Task requirements:
Continue the platform services agreement below, picking up after its final clause.

[Opening Selected excerpt section]

4.4 The Platform Services are provided in respect of the Properties specified in the Order Form only. Any extension of the Platform Services to additional properties shall require a new or amended Order Form and will be subject to additional Subscription Fees calculated on the same per-room per month basis as set out therein.
5. System integrations
5.1 The Supplier shall use commercially reasonable endeavours to establish and maintain the Integrations with the Hotel Systems specified in the Order Form.
5.2 The Customer shall provide the Supplier with all credentials, access rights, and reasonable co-operation required to establish and maintain the Integrations, and shall promptly notify the Supplier of any planned material changes to a Hotel System that may affect the Integrations.
5.3 The Supplier shall not be liable for any disruption to the Platform Services or any AI Outputs attributable to: (a) a change to the interface or data schema of a Hotel System by the relevant third-party provider; (b) the Customer's failure to maintain a valid subscription or access credentials for a Hotel System; or (c) any inaccuracy or incompleteness in AI Outputs attributable to incomplete, inaccurate, or delayed data received from Hotel Systems. The Supplier makes no warranty that all Hotel Systems listed in the Order Form will be capable of Integration at all times. In the circumstances described in (a) or (b), the Supplier shall use commercially reasonable endeavours to restore the affected Integration as soon as reasonably practicable.
6. Data protection
6.1 The parties shall comply with the provisions of the Data Processing Schedule available at otelai.com/data-protection-schedule which shall, in respect of that subject matter, prevail over the terms set out in the main body of this agreement, unless the provision in the main body of this agreement expressly states or is clearly intended to supersede the conflicting or inconsistent provision in the Data Processing Schedule.
7. Third party providers
The Customer acknowledges that the Platform Services may enable access to third-party content, websites, products and services, and that it accesses them solely at its own risk. The Supplier makes no representation or warranty and shall have no liability in relation to any third-party website or any transactions entered into with any third party. The Supplier does not endorse any third-party website made available via the Platform Services.
8. Supplier's obligations
8.1 The Supplier shall perform the Platform Services substantially in accordance with the Order Form and with reasonable skill and care.
8.2 The obligation in clause 8.1 shall not apply to the extent that any non-conformance is caused by use of the Platform Services contrary to the Supplier's instructions, or modification of the Platform Services by any party other than the Supplier or its duly authorised contractors. If the Platform Services do not conform with clause 8.1, the Supplier will, at its expense, use reasonable commercial endeavours to correct such non-conformance promptly, which shall constitute the Customer's sole and exclusive remedy for any breach of clause 8.1.

[Closing Selected excerpt section]
[Opening Material provided section]

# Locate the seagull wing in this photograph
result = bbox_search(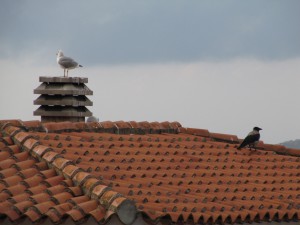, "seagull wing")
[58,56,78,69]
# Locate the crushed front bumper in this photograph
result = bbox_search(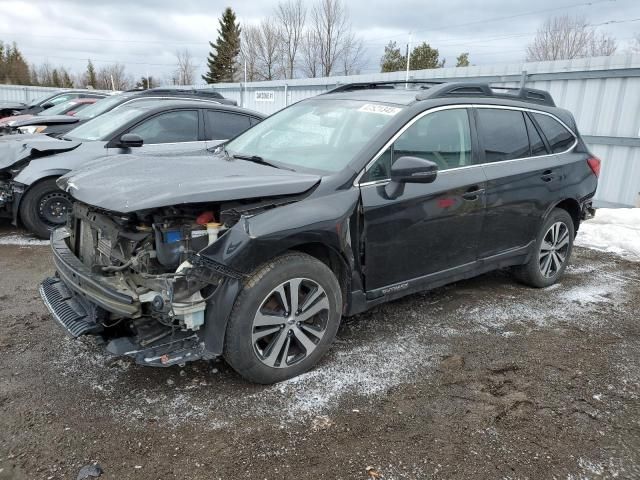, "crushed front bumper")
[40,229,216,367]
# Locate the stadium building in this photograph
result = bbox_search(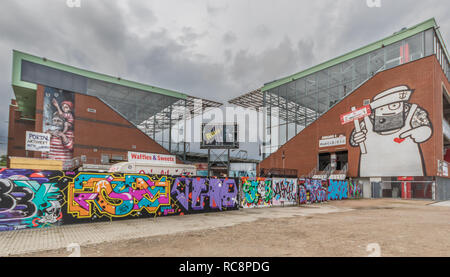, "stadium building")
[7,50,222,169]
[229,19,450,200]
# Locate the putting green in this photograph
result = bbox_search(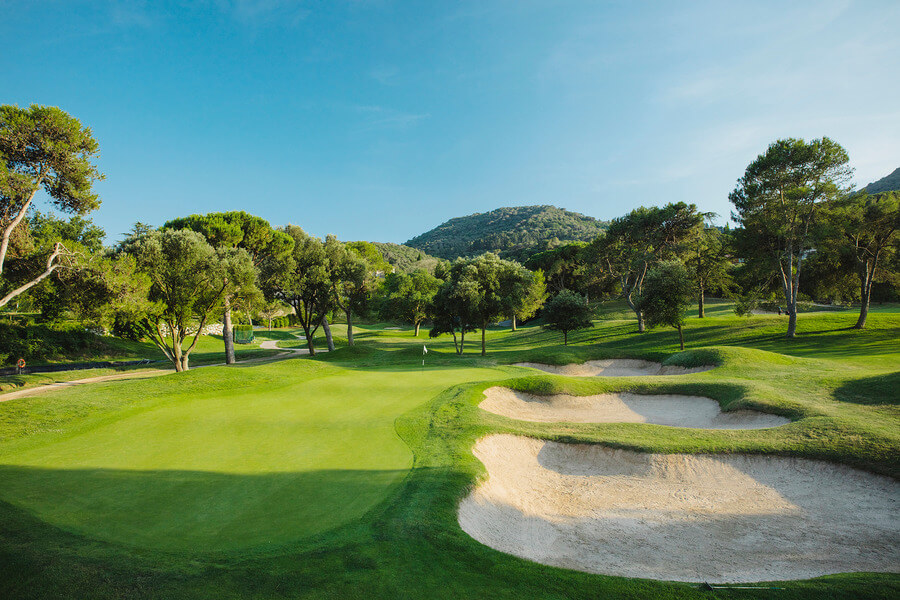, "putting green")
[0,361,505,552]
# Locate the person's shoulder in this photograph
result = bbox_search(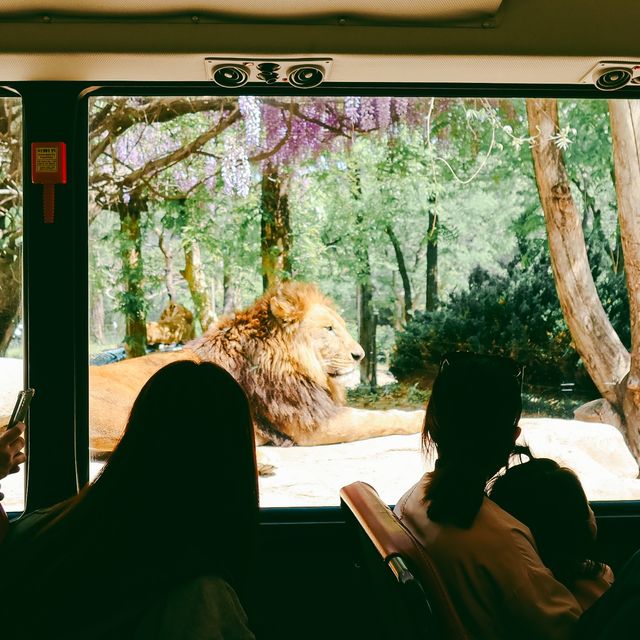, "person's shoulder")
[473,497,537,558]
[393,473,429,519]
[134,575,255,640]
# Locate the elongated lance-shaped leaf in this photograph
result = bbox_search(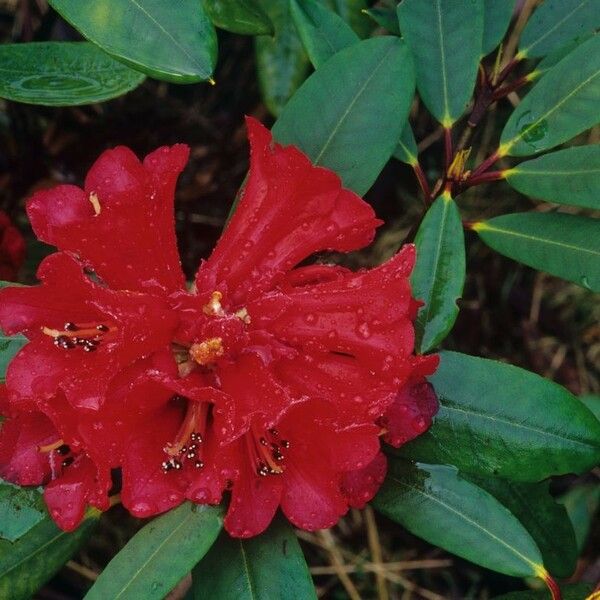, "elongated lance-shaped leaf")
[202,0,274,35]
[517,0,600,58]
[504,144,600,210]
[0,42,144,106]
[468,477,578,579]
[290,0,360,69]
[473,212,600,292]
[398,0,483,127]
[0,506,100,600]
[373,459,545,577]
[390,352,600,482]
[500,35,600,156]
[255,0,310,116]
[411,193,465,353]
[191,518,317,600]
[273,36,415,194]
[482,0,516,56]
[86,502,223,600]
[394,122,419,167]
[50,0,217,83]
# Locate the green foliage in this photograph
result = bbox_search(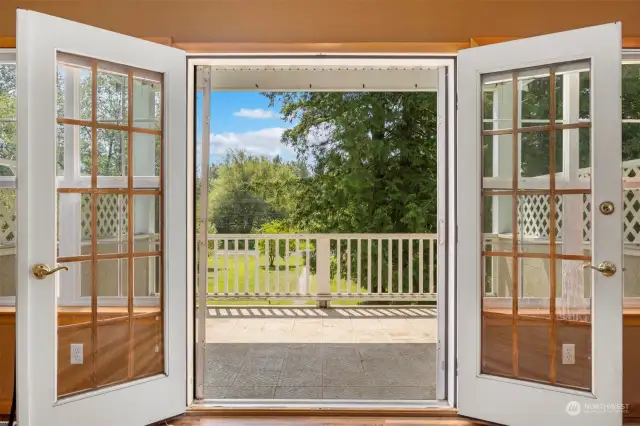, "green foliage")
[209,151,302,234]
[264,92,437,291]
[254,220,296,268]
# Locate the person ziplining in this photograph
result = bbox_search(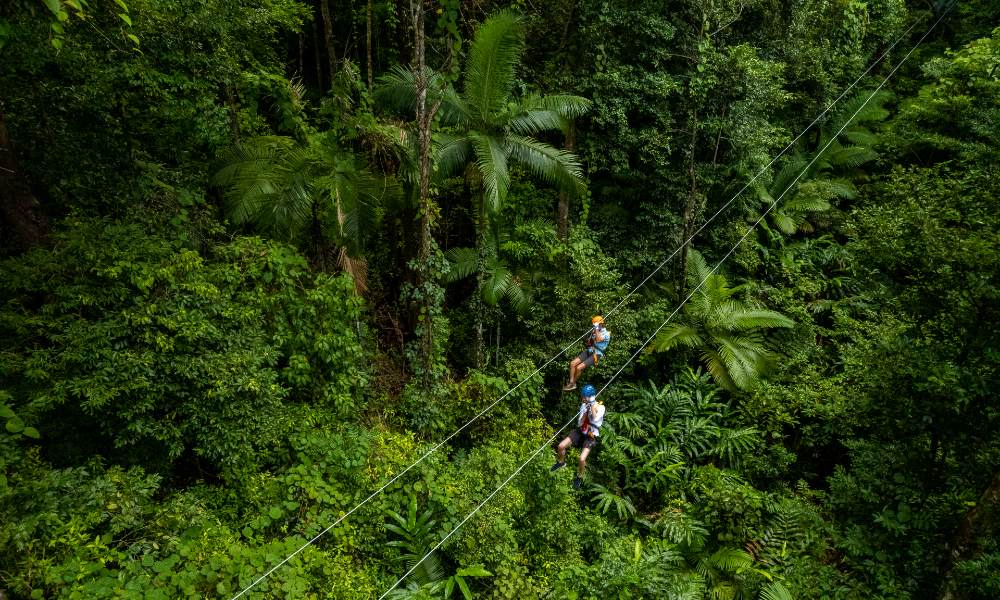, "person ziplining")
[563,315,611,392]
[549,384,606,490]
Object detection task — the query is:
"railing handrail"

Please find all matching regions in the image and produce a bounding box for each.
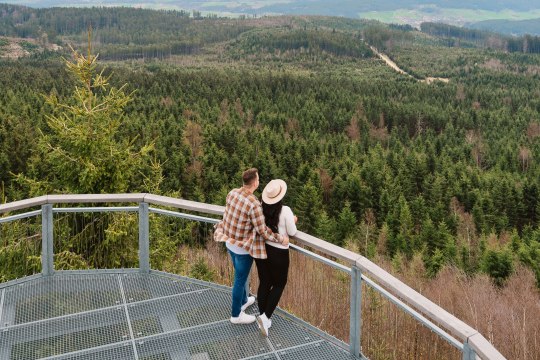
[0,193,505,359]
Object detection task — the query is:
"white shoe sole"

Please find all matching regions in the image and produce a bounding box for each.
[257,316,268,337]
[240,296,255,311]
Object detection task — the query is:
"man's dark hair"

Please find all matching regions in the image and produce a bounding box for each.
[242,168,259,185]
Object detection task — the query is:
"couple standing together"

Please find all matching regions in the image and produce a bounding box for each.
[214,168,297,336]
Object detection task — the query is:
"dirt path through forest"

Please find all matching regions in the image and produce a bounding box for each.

[Closing Material provided section]

Exercise result:
8.3 The Supplier warrants that during an applicable Subscription Term: (i) the Supplier will not materially decrease the overall security of the Platform Services; (ii) the Platform Services will perform materially in accordance with the applicable Order Form; and (iii) subject to the "Third party providers" provisions above in clause 7, the Supplier will not materially decrease the overall functionality of the Platform Services.
8.4 The Supplier does not warrant that: (i) the Customer's use of the Platform Services will be uninterrupted or error-free; (ii) the Platform Services will meet the Customer's requirements; (iii) the underlying software will be free from Vulnerabilities or Viruses; or (iv) the Platform Services will comply with any Heightened Cybersecurity Requirements. The Supplier is not responsible for any loss or damage resulting from the transfer of data over the internet, and the Customer acknowledges that the Platform Services may be subject to limitations and delays inherent in the use of such communications facilities.
8.5 Except as expressly and specifically provided in this agreement: (i) all warranties, representations, conditions, and all other terms of any kind whatsoever implied by statute or common law are, to the fullest extent permitted by applicable law, excluded from this agreement; and (ii) the Platform Services are provided to the Customer on an "as is" basis.
8.6 This agreement shall not prevent the Supplier from entering into similar agreements with third parties, or from independently developing, using, selling or licensing documentation, products and/or services which are similar to those provided under this agreement.
8.7 The Supplier warrants that it has and will maintain all necessary licences, consents, and permissions necessary for the performance of its obligations under this agreement.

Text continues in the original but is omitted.